→ To do: Using the data that follows, state the number of lines holding the word "sneaker", and give no other output.

→ Supplied data:
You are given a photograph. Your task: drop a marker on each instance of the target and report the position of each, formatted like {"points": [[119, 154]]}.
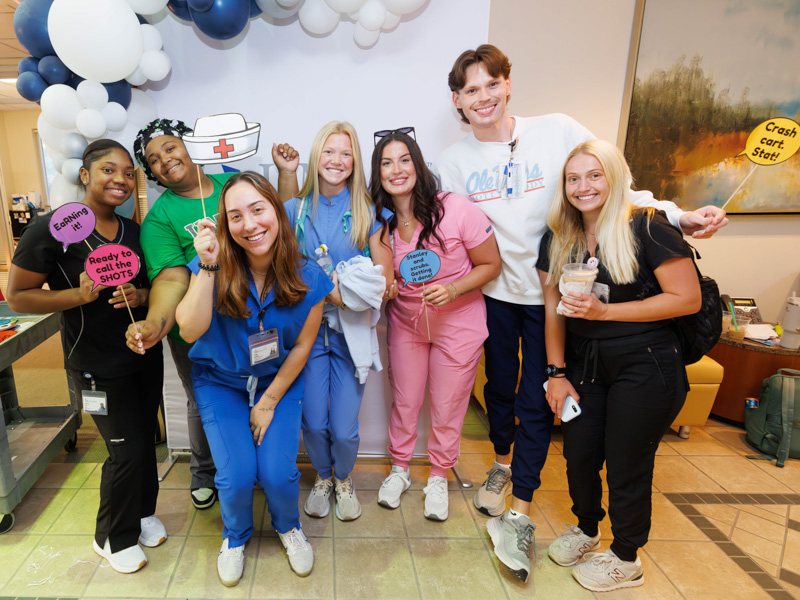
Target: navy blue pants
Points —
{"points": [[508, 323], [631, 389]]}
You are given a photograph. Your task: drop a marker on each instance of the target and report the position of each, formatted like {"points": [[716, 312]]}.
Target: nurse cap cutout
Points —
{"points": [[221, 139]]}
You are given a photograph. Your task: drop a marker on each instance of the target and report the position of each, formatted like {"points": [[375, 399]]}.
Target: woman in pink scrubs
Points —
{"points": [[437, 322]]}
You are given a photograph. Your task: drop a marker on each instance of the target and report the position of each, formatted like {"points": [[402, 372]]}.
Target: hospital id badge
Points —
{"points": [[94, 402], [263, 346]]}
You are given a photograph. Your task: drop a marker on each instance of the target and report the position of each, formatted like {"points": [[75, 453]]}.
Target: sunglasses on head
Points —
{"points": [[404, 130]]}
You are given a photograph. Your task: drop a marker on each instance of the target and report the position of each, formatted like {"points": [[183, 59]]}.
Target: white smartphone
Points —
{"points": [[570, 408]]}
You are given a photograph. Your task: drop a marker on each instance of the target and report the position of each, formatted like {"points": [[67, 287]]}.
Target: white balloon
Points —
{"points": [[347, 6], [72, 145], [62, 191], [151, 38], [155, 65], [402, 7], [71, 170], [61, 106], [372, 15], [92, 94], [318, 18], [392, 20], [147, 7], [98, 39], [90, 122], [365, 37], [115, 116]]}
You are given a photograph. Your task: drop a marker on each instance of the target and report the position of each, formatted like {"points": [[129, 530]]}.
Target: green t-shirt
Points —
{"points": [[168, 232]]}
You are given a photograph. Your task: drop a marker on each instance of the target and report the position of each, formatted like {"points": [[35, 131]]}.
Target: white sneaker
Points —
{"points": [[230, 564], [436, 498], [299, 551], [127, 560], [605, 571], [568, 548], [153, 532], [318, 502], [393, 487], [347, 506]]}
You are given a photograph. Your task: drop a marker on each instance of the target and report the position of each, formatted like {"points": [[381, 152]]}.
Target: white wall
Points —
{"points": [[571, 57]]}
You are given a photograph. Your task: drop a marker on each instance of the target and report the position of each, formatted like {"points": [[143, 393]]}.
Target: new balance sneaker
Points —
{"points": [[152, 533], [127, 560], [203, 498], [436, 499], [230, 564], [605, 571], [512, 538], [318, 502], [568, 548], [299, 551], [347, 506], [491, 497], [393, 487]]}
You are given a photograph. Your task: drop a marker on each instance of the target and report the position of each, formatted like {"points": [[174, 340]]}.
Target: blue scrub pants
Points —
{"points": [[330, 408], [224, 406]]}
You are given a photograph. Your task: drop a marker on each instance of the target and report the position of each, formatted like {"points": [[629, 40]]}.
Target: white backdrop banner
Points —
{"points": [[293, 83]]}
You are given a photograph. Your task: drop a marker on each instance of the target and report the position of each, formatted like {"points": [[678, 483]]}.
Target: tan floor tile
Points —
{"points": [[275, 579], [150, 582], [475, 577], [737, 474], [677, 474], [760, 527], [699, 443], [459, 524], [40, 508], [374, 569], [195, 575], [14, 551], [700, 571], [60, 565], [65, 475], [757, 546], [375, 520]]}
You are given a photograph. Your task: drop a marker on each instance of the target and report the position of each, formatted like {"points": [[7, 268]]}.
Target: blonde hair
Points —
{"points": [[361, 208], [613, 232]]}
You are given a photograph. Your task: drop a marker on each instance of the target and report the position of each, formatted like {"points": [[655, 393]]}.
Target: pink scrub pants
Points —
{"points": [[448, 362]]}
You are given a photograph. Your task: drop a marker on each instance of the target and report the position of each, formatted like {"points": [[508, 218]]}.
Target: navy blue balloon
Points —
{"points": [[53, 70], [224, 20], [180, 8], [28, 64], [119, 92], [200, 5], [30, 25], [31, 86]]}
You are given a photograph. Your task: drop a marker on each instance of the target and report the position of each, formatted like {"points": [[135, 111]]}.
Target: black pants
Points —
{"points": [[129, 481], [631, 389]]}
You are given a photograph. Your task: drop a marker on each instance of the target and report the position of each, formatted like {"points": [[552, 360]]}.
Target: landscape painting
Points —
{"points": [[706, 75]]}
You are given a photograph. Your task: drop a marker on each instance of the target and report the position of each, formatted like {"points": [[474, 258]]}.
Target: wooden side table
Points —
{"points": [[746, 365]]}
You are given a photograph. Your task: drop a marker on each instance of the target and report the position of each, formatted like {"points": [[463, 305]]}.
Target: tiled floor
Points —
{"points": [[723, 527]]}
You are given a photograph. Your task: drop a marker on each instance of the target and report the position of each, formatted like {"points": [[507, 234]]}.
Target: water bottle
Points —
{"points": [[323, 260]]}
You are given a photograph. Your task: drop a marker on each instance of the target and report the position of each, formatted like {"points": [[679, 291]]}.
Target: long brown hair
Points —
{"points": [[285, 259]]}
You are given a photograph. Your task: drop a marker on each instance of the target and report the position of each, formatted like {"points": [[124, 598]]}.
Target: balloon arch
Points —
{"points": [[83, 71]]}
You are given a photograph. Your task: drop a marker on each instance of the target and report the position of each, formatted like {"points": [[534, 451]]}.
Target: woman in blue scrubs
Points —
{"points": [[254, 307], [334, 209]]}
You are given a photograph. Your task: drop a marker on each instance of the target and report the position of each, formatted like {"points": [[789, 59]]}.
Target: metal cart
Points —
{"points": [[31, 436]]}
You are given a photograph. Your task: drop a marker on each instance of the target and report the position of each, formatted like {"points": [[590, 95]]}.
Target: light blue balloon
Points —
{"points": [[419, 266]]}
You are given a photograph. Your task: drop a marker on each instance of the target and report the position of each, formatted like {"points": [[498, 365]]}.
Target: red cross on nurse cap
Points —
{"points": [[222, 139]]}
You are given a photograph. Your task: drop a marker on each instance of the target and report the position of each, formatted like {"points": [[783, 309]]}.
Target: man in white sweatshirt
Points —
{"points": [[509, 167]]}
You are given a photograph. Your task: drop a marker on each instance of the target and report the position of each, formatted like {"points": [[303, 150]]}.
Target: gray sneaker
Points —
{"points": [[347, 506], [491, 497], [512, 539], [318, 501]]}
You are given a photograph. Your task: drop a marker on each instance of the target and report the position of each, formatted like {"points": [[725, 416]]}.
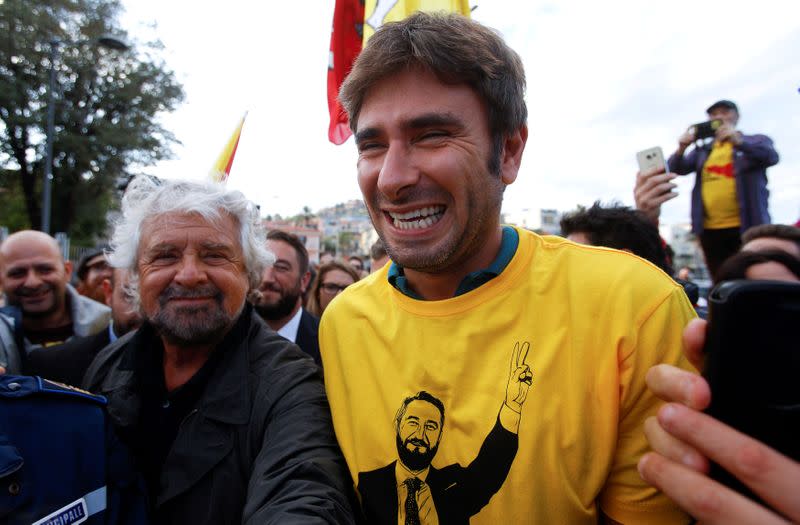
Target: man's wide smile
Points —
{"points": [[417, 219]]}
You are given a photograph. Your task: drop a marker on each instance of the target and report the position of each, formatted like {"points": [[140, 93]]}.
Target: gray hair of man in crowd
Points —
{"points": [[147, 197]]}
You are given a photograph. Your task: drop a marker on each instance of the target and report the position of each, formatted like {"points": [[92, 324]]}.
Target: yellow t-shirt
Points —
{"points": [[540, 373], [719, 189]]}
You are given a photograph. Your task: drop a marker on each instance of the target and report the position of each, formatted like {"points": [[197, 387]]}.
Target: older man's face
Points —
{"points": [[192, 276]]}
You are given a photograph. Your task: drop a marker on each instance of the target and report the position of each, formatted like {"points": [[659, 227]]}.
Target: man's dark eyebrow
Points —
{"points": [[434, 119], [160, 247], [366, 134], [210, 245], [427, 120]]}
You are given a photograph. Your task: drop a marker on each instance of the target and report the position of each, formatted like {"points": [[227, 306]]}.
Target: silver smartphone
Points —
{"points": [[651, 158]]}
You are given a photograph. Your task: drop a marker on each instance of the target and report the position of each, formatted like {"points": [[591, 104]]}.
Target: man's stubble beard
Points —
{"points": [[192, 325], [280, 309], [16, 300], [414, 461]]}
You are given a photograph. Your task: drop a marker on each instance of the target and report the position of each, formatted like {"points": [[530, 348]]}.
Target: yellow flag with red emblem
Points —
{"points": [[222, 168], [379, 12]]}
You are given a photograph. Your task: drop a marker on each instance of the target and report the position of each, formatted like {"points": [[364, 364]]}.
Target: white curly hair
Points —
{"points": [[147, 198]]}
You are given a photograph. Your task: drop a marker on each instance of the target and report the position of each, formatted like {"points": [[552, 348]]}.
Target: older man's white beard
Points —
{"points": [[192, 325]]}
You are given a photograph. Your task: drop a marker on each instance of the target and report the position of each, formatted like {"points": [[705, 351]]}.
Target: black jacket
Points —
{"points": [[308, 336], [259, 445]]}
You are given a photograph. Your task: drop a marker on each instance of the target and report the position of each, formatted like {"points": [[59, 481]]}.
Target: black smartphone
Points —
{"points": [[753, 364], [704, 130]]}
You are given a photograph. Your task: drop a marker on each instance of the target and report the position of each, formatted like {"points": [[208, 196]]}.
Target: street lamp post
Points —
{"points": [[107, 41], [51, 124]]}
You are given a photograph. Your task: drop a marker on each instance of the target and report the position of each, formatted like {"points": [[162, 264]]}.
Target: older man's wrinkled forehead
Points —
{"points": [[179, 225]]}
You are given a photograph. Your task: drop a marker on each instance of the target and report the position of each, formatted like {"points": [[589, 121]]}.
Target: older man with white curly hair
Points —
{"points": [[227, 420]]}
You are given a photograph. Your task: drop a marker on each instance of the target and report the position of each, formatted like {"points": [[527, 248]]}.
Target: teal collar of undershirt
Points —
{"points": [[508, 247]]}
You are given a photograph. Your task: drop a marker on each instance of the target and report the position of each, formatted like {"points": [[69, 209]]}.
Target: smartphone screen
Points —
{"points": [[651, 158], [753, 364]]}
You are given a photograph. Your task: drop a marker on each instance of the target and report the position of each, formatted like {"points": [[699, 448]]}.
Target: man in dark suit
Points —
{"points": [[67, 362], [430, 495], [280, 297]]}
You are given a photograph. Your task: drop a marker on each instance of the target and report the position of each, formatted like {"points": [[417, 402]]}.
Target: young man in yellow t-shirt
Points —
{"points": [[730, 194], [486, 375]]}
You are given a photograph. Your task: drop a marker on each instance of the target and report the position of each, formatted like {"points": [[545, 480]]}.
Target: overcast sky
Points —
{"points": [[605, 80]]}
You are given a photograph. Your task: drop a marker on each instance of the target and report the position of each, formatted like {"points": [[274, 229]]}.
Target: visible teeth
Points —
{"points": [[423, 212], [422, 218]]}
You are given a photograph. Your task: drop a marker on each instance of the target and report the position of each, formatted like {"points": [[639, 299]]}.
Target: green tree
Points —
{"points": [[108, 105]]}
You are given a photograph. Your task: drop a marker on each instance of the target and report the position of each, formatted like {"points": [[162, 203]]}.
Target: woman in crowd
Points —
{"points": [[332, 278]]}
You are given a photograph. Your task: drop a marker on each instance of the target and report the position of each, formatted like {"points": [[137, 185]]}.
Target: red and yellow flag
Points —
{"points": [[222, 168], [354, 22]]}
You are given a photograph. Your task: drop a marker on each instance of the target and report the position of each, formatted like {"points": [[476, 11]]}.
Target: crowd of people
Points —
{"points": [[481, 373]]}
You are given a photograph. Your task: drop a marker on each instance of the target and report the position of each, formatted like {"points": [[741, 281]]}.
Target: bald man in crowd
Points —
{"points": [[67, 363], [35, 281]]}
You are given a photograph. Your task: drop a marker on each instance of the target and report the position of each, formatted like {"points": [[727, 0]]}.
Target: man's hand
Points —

→ Task output: 3